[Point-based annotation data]

○ ○ ○ ○ ○ ○ ○

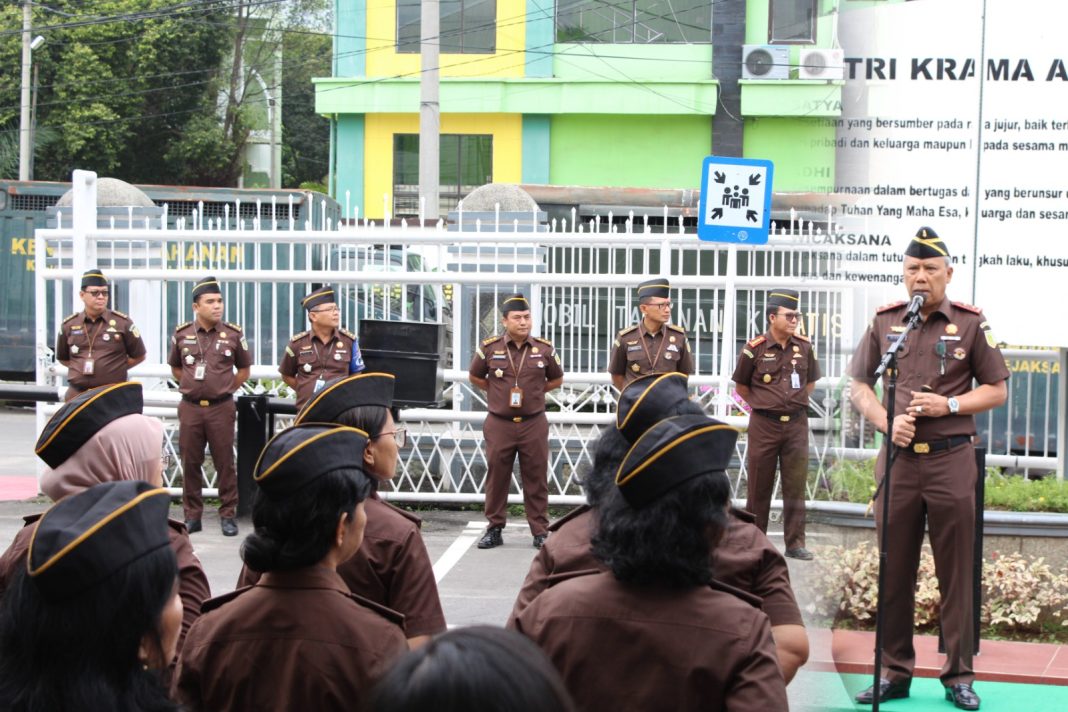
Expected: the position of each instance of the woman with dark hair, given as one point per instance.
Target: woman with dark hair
(392, 567)
(94, 615)
(298, 639)
(472, 669)
(99, 437)
(656, 631)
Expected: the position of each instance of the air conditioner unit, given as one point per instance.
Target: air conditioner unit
(821, 64)
(765, 62)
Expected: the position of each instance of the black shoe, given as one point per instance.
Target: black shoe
(491, 538)
(962, 696)
(888, 690)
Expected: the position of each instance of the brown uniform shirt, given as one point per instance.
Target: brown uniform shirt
(744, 558)
(768, 369)
(506, 366)
(391, 568)
(652, 648)
(220, 349)
(296, 641)
(637, 352)
(309, 359)
(107, 341)
(970, 351)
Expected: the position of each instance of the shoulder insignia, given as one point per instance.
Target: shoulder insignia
(219, 601)
(571, 516)
(744, 596)
(888, 307)
(387, 613)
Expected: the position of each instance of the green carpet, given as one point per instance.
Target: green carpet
(830, 692)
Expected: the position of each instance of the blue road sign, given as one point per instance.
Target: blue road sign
(735, 200)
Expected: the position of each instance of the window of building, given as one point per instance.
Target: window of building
(468, 27)
(792, 21)
(638, 21)
(467, 162)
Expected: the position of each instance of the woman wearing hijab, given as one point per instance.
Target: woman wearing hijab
(98, 437)
(392, 567)
(94, 615)
(298, 639)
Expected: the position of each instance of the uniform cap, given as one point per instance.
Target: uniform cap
(343, 394)
(93, 278)
(82, 416)
(926, 244)
(206, 286)
(784, 298)
(318, 298)
(673, 452)
(300, 455)
(647, 400)
(658, 287)
(514, 303)
(87, 537)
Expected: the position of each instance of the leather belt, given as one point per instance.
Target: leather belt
(517, 418)
(782, 417)
(939, 445)
(204, 402)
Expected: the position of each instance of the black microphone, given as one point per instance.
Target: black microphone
(914, 306)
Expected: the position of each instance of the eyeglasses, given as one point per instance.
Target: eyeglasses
(399, 436)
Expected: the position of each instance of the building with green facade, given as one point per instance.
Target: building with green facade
(630, 93)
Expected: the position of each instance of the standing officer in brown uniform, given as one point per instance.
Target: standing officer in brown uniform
(204, 356)
(98, 346)
(322, 353)
(775, 374)
(516, 370)
(650, 346)
(933, 470)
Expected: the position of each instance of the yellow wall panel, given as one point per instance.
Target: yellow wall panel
(506, 129)
(508, 61)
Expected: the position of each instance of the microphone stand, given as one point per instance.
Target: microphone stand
(889, 366)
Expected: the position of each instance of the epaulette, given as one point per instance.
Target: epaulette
(754, 601)
(385, 612)
(886, 307)
(571, 516)
(218, 601)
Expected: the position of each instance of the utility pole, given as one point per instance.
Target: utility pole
(25, 147)
(429, 110)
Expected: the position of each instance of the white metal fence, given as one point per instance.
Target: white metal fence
(580, 282)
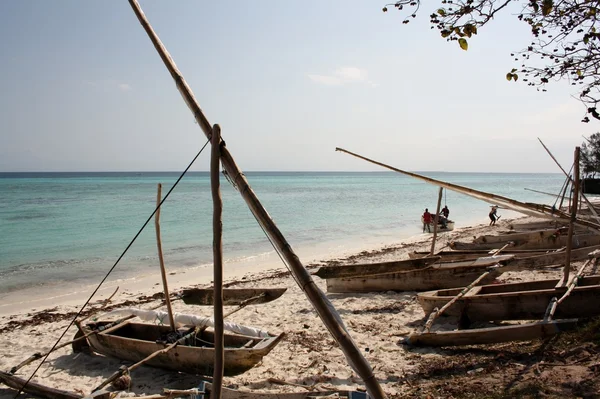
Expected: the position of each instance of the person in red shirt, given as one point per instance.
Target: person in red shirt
(427, 221)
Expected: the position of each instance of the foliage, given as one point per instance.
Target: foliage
(590, 156)
(565, 39)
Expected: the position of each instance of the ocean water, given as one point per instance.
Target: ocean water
(72, 227)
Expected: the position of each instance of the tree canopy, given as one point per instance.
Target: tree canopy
(565, 39)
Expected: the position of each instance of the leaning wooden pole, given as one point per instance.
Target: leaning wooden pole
(321, 303)
(573, 218)
(163, 272)
(218, 261)
(435, 221)
(589, 204)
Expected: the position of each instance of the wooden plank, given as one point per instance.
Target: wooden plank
(231, 296)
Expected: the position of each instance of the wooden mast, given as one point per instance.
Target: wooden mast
(589, 204)
(321, 303)
(573, 218)
(435, 221)
(163, 272)
(539, 210)
(218, 261)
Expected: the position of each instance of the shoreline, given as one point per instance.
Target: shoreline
(141, 283)
(307, 355)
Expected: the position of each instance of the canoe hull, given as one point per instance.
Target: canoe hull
(491, 335)
(517, 301)
(414, 280)
(119, 342)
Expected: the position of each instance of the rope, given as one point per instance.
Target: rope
(112, 268)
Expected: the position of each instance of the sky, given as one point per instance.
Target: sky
(83, 89)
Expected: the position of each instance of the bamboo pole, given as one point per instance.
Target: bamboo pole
(438, 312)
(589, 204)
(217, 262)
(572, 284)
(573, 218)
(538, 210)
(320, 302)
(163, 272)
(436, 220)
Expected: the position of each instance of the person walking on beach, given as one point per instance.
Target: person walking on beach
(427, 220)
(445, 211)
(493, 216)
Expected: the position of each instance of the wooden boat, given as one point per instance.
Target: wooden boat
(374, 268)
(491, 335)
(517, 301)
(441, 228)
(135, 341)
(227, 393)
(552, 242)
(464, 254)
(529, 236)
(447, 274)
(231, 296)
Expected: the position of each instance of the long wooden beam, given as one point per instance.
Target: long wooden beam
(539, 210)
(321, 303)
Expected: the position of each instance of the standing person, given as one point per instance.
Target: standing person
(445, 211)
(427, 220)
(493, 216)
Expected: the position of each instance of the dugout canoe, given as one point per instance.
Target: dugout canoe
(231, 296)
(465, 254)
(517, 301)
(135, 341)
(374, 268)
(551, 242)
(491, 335)
(446, 274)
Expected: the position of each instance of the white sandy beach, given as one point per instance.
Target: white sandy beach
(307, 355)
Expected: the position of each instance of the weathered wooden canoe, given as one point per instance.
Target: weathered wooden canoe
(552, 242)
(465, 254)
(135, 341)
(447, 274)
(517, 301)
(491, 335)
(227, 393)
(374, 268)
(529, 236)
(231, 296)
(441, 228)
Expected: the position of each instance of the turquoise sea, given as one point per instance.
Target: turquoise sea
(72, 227)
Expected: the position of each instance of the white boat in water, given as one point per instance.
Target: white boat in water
(441, 228)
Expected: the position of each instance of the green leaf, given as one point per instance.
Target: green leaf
(547, 6)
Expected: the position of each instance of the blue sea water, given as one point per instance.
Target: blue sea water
(72, 227)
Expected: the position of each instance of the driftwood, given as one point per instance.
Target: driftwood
(321, 303)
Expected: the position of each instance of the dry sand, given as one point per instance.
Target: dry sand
(307, 355)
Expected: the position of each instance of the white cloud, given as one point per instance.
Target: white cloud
(124, 86)
(342, 76)
(109, 85)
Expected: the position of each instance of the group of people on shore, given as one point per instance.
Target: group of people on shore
(442, 218)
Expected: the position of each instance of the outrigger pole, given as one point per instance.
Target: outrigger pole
(321, 303)
(527, 208)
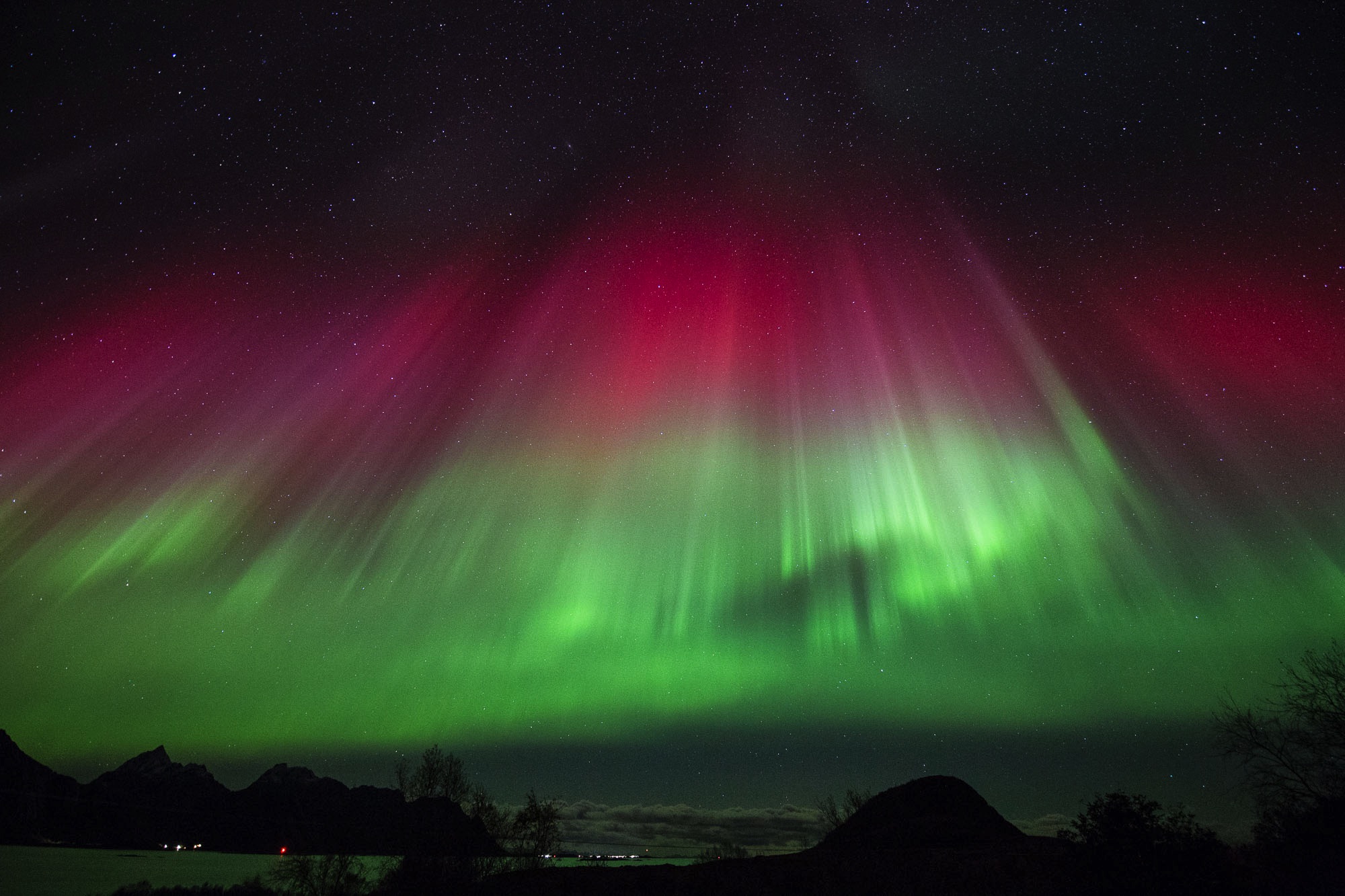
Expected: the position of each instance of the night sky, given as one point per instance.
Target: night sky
(714, 404)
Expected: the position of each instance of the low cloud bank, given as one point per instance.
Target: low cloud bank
(591, 826)
(1044, 826)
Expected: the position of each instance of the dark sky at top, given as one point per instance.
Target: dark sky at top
(1096, 155)
(379, 136)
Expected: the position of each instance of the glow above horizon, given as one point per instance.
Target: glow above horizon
(708, 467)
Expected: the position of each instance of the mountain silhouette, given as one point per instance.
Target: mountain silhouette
(929, 811)
(150, 802)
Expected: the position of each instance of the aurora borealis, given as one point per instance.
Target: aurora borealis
(718, 450)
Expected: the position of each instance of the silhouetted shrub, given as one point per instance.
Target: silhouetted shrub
(722, 850)
(321, 876)
(1129, 844)
(835, 815)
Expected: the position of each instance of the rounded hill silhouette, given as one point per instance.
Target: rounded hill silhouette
(938, 810)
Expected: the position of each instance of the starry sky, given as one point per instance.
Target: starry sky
(708, 404)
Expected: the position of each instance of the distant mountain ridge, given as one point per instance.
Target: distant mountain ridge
(151, 801)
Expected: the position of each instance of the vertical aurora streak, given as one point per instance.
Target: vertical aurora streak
(705, 464)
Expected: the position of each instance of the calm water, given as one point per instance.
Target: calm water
(54, 870)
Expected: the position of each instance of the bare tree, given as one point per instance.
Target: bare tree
(536, 831)
(1293, 744)
(835, 815)
(439, 774)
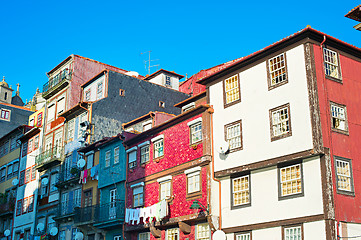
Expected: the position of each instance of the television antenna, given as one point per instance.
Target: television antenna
(149, 62)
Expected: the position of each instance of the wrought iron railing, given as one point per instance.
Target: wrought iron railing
(49, 155)
(113, 211)
(61, 77)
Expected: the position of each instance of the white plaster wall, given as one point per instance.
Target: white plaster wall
(353, 230)
(253, 110)
(265, 205)
(314, 230)
(93, 89)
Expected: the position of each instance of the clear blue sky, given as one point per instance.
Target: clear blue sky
(186, 36)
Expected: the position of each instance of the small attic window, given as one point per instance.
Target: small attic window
(161, 104)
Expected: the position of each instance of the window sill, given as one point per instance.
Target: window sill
(333, 79)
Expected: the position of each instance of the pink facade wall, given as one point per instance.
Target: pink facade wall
(347, 208)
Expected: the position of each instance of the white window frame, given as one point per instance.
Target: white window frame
(108, 155)
(244, 190)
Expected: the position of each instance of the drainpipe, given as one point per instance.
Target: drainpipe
(211, 111)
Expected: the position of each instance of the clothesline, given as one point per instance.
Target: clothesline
(157, 211)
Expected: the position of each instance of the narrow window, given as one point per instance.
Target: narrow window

○ ○ ○ ○ ○ ○ ○

What you will do:
All lines from the one that contains "Expected: the position of each instance of the television" through the end of the material are to be quoted exactly, with both ends included.

Exercise solution:
Expected: the position of each instance of the television antenna, given as one point per instance.
Target: television antenna
(149, 62)
Expected: the position of each instance of the wrought iron railing, given as one point per instance.
Target: wrought iron railing
(49, 155)
(113, 211)
(61, 77)
Expected: the position of each instance of the white plaster wall, given as one point per instance.
Target: white plaster wall
(353, 230)
(253, 110)
(265, 205)
(314, 230)
(93, 89)
Expected: the position of each instance of the clear blue sky, given as one point per instance.
Target: clear blue sky
(186, 36)
Expected: the position of each instance of the small attic window, given as one point per instance.
Target: small attic window
(161, 104)
Expected: the position of each instance of the window sill, given as one point per instance.
Target: window sill
(333, 79)
Expected: the position of each instance of the pink facade wall, given as one point per instance.
Target: pink facade wall
(347, 208)
Expected: the position of each instance of the white window frame, given as one point per instance.
Target: white window frame
(108, 155)
(244, 190)
Expected: the position of each instance of the drainpipe, given as one point per instance.
Target: drainpipe
(211, 111)
Expected: the position of each instance of the clothesline, given as one point per instance.
Target: clothesline
(157, 211)
Expected: the position of each instance of the narrow window, given as one point per instance.
Target: narrow window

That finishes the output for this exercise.